— BEGIN INFORMATION SUPPLIED —

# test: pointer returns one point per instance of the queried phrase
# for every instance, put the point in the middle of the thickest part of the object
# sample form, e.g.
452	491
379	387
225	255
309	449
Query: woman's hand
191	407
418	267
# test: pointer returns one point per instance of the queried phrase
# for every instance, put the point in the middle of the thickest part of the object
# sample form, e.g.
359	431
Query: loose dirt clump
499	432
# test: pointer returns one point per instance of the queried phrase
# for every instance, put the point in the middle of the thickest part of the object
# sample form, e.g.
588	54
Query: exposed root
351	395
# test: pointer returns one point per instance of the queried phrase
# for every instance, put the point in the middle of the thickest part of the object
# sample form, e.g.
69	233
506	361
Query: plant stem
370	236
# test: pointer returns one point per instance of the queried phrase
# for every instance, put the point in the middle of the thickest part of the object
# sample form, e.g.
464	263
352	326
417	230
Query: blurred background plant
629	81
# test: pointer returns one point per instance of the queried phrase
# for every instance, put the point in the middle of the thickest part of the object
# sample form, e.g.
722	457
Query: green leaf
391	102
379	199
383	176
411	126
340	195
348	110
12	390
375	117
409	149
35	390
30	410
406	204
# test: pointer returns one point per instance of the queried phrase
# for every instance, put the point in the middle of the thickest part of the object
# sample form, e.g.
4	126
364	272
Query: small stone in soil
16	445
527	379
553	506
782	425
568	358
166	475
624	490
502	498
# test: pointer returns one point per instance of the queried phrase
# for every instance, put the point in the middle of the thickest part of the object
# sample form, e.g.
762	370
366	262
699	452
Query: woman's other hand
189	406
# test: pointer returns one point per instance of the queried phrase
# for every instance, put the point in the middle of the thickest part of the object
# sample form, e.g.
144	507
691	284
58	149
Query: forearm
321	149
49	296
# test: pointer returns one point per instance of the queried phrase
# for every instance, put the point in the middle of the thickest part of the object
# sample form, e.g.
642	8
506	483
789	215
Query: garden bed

— END INFORMATION SUPPLIED —

Your task is to reproduce all of the records exactly.

• **THE COMPLETED TASK**
# test: pointer returns one point per instance of the queried phrase
# for every instance, put the point in the middle of the thickest part of the object
# sample form, e.g.
452	491
379	387
225	255
309	449
Query: woman's hand
191	407
418	267
# test: pointer returns one point per instance of the queried phrase
# for every instance, put the point in the middle of the thickest part of the object
# sample form, e.g.
359	431
Query: loose dirt clump
499	432
# test: pointer returns one point per instance of the queried phrase
# for every instance, put the point in the middle of the thickest part of the object
# sample form, e.g.
588	54
Query: exposed root
351	395
# test: pointer returns one point per instance of the queried phrase
# for every instance, put the point in the middle of the thickest part of the object
# sample form, e.g.
69	233
506	361
Query: plant stem
370	236
# test: pointer returns one point per instance of the queried phrase
# for every instance, put the point in the middle of the thickest part of the object
# sample form, e.g.
464	263
352	326
417	230
Query: blurred background plant
629	81
# test: pointer returns one point per instance of the queried phrase
# for every instance, put the point in the middle of the thickest part of the object
# sample form, e.g.
722	457
Query: green leaf
391	102
379	199
383	176
411	126
340	195
348	110
12	390
375	117
409	149
35	390
30	410
406	204
# test: pointer returns one point per instance of the queried phrase
# for every instance, put the point in the middle of the thickest part of the object
# sample form, e.g.
4	126
364	272
Query: small stone in soil
16	445
527	379
553	506
782	425
568	358
166	475
624	490
502	498
# test: pointer returns one point per instance of the queried phrase
# for every instance, put the point in the middle of the thickest part of the object
# sample form, e.g.
762	370
366	262
699	452
Query: woman's other hand
189	406
# test: pointer returns one point per instance of the queried phrase
# for every instance, put the point in the middle of the thickest part of the object
# sample form, e.g.
144	507
691	284
58	149
Query: forearm
321	149
49	296
# test: pointer returns one point per instance of the queried phrase
# for every instance, put the point in the middle of the thickest part of the object
# sample form, e.g.
642	8
506	483
789	215
Query: garden bed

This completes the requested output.